▸ Given passage:
↓↓↓

Metadata-Version: 2.4
Name: datadriftguard
Version: 0.1.0
Summary: Data drift detection toolkit for ML pipelines — PSI, KS, KL divergence, chi-square, and more.
Project-URL: Homepage, https://github.com/suryanandanbabbar/DriftGuardAI
Project-URL: Documentation, https://github.com/suryanandanbabbar/DriftGuardAI#readme
Project-URL: Repository, https://github.com/suryanandanbabbar/DriftGuardAI
Project-URL: Issues, https://github.com/suryanandanbabbar/DriftGuardAI/issues
Author: Surya Babbar
License-Expression: MIT
License-File: LICENSE
Keywords: data-quality,drift,machine-learning,mlops,model-monitoring,monitoring
Classifier: Development Status :: 3 - Alpha
Classifier: Intended Audience :: Developers
Classifier: Intended Audience :: Science/Research
Classifier: License :: OSI Approved :: MIT License
Classifier: Programming Language :: Python :: 3
Classifier: Programming Language :: Python :: 3.10
Classifier: Programming Language :: Python :: 3.11
Classifier: Programming Language :: Python :: 3.12
Classifier: Programming Language :: Python :: 3.13
Classifier: Topic :: Scientific/Engineering :: Artificial Intelligence
Classifier: Typing :: Typed
Requires-Python: >=3.10
Requires-Dist: numpy>=1.23
Requires-Dist: pandas>=1.5
Requires-Dist: pydantic>=2.0
Requires-Dist: python-dotenv>=1.0
Requires-Dist: pyyaml>=6.0
Requires-Dist: scipy>=1.9
Provides-Extra: api
Requires-Dist: fastapi>=0.100; extra == 'api'
Requires-Dist: python-multipart>=0.0.6; extra == 'api'
Requires-Dist: uvicorn>=0.20; extra == 'api'
Provides-Extra: dashboard
Requires-Dist: streamlit>=1.25; extra == 'dashboard'
Provides-Extra: dev
Requires-Dist: build>=1.0; extra == 'dev'
Requires-Dist: mypy>=1.0; extra == 'dev'
Requires-Dist: pytest>=7.0; extra == 'dev'
Requires-Dist: ruff>=0.4; extra == 'dev'
Requires-Dist: twine>=5.0; extra == 'dev'
Description-Content-Type: text/markdown

# DriftGuardAI

[![PyPI version](https://img.shields.io/pypi/v/datadriftguard.svg)](https://pypi.org/project/datadriftguard/)

↑↑↑

▸ Given information:
↓↓↓

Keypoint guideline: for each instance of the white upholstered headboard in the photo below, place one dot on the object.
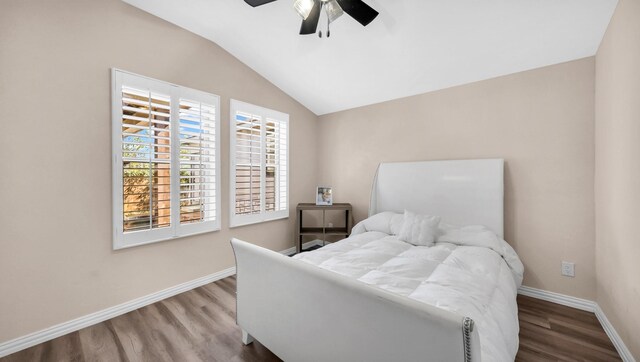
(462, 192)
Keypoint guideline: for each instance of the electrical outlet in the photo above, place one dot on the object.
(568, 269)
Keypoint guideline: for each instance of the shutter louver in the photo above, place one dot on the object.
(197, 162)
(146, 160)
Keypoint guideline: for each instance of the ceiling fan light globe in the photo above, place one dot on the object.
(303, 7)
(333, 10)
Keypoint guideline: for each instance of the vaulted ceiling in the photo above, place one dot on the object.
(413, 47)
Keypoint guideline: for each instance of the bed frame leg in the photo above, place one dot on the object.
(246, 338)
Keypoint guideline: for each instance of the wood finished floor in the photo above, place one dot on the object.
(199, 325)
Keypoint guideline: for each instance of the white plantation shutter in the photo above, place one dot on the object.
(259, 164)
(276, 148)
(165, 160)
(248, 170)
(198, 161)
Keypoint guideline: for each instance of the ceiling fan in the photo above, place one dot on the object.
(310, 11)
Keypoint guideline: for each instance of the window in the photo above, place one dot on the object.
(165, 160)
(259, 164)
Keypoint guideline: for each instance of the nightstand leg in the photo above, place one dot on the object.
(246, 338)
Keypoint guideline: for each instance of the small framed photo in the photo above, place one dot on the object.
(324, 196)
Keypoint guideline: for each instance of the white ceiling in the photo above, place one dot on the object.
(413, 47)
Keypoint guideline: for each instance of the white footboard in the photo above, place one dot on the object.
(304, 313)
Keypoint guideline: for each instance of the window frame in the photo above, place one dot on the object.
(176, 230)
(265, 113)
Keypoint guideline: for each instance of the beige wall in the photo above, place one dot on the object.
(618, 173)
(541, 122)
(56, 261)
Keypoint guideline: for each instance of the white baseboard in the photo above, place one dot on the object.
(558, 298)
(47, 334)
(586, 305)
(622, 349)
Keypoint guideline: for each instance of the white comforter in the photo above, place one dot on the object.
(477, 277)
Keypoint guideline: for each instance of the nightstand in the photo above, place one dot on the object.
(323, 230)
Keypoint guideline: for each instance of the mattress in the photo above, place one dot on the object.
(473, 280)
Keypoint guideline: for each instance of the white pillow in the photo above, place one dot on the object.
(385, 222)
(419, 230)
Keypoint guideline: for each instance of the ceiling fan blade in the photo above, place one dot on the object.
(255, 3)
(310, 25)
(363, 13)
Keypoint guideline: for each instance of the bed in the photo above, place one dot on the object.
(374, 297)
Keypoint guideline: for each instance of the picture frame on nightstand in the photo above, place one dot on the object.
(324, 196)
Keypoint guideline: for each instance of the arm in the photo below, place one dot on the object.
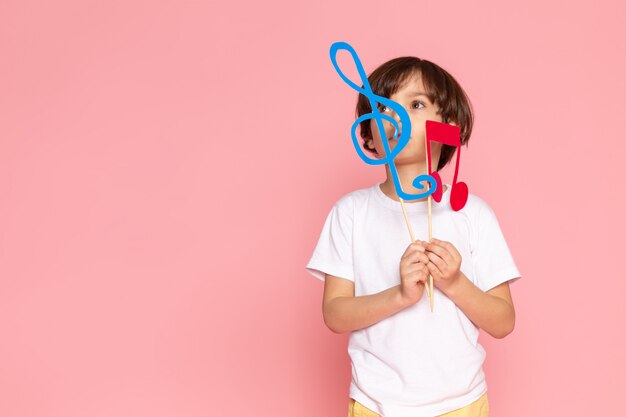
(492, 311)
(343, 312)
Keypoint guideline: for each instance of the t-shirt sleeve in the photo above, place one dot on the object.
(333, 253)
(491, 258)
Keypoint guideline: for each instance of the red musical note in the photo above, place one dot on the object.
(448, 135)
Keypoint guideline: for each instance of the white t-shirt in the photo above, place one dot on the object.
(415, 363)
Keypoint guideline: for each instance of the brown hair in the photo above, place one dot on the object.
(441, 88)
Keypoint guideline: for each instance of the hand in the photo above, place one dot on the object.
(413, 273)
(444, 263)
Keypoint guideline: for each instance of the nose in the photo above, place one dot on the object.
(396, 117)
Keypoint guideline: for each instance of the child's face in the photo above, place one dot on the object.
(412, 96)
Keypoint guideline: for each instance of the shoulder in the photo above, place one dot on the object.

↑↑↑

▸ Goals:
1. From the package metadata, list each dependency the "dev" extra requires, along with its minimum version.
2. Identify each line in the entries that contains the string "nightstand" and copy those lines. Case counts.

▸ Results by task:
1.
build>=1.0
mypy>=1.0
pytest>=7.0
ruff>=0.4
twine>=5.0

2.
Keypoint guideline: for each instance of the nightstand leg in the photo above, place one dot on the object.
Keypoint guideline: for each instance of the nightstand in the photo above, place one dot on the object.
Keypoint guideline: for each instance of the picture frame on nightstand in the photo above, place one dot on the object.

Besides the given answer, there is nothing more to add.